## TEXT TO READ
---------------
My instinct tells me to take him out of school for the final year. I know we can do this. Where do I start and how do I explain it to everyone? Is it worth trying the final year? Loads more questions, I will read the forum later, and sorry for the rambling nature, just snatching a moment!

Also, I have 3 other children, who will all stay in school> Does anyone else have a similar situation?

Caster8 Mon 12-Aug-13 09:47:42

I dont doubt they can still have a fab time ommmward. But perhaps not quite the same? Though I suppose they have left mainstream anyway because it didnt suit them.

julienoshoes. Can I ask a bit of an awkward and rude question. Do these children then become good team players? Many jobs do require this. And becuase, as I have just said to ommmward, the children have left mainstream, are they really willing and indeed able to be team players?

If I was a prospective employer, and the job required it, as a lot of jobs too, I would at least think twice, if I had a child that had been homeschooled for any length of time, in front of me.
---------------
## SOURCE MATERIAL
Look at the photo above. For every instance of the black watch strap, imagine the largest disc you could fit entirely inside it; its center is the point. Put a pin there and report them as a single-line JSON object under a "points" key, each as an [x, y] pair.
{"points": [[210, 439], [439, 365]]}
---------------
## EXERCISE DESCRIPTION
Retype the homeschooling forum thread word for word, starting with "Also, I have" and going on through "front of me.". Nothing in the listing matters here.

## RESPONSE TO THE TASK
Also, I have 3 other children, who will all stay in school> Does anyone else have a similar situation?

Caster8 Mon 12-Aug-13 09:47:42

I dont doubt they can still have a fab time ommmward. But perhaps not quite the same? Though I suppose they have left mainstream anyway because it didnt suit them.

julienoshoes. Can I ask a bit of an awkward and rude question. Do these children then become good team players? Many jobs do require this. And becuase, as I have just said to ommmward, the children have left mainstream, are they really willing and indeed able to be team players?

If I was a prospective employer, and the job required it, as a lot of jobs too, I would at least think twice, if I had a child that had been homeschooled for any length of time, in front of me.